═════ EXCERPTED PASSAGE

2008 Showed us the True Value of Advocacy
January 7, 2009Among the many superlatives that applied to 2008 was that of the election year that made most use of Internet-based communications. That’s not to say it was the first election in which campaign literature was distributed via the web; it was more than that. In 2008 every candidate in the country had a website, blogs both well-known and obscure filled the ether with information and opinion, news sites of all stripes told us of candidates’ speeches before their echoes died away, and advocacy groups (including Solar Nation) turned issue-specific spotlights on incumbents’ records.
In some instances we, the citizens, were invited to submit our ideas, fears, questions and suggestions directly to candidates’ sites; in the case of the President-elect’s transition team site, this process is still continuing in its ‘Open for Questions’ feature. And assuming the transition organization is not just paying lip service to the ideal of citizen interaction, this feature holds promise for a government that truly interacts with its people—round one of ‘Open for Questions’ received nearly one million votes from its audience.
It’s unlikely that many of those citizens who’ve submitted their thoughts and opinions to change.gov believe that their ideas will be picked up whole and turned into executive orders by the new Administration, so we’re bound to ask what value they think will accrue to them from the exercise. And that question can be enlarged to address the whole subject of grass roots advocacy: what is its value, and how—if at all—does it affect the legislative process? How much notice do regulators and legislators take of mass communications sent to them from the public via advocacy groups? For those of us in the non-profit advocacy world it’s a supremely important question; our raison d’être depends on these questions having some sort of robustly positive answer.
A Discouraging Word—the Filibuster
There were occasions in 2008 when we wondered if we were being heard at all up on the Hill. Time and time again the Senate and/or the House would drag back from the dead the issue of extending investment tax credits for solar power. Just as often it would fall victim to the threat of the filibuster, and for all we could see, it would always do so. But to draw that conclusion would be to miss an important point, i.e., that the good Congressmen were not dropping the effort at their first rebuff, but were devoting valuable floor time to keeping the issue alive and in the faces of the opposition.

══════════

ASSIGNMENT → Output the passage of the 2008 advocacy article from "A Discouraging Word—the" to "of the opposition." verbatim. The listing is not needed for this work.

═════ PROVIDED DATA

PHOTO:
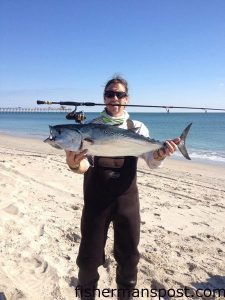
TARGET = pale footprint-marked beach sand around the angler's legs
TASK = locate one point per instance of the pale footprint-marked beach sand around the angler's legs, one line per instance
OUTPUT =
(182, 225)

══════════

RESPONSE FOR THIS EXERCISE →
A Discouraging Word—the Filibuster
There were occasions in 2008 when we wondered if we were being heard at all up on the Hill. Time and time again the Senate and/or the House would drag back from the dead the issue of extending investment tax credits for solar power. Just as often it would fall victim to the threat of the filibuster, and for all we could see, it would always do so. But to draw that conclusion would be to miss an important point, i.e., that the good Congressmen were not dropping the effort at their first rebuff, but were devoting valuable floor time to keeping the issue alive and in the faces of the opposition.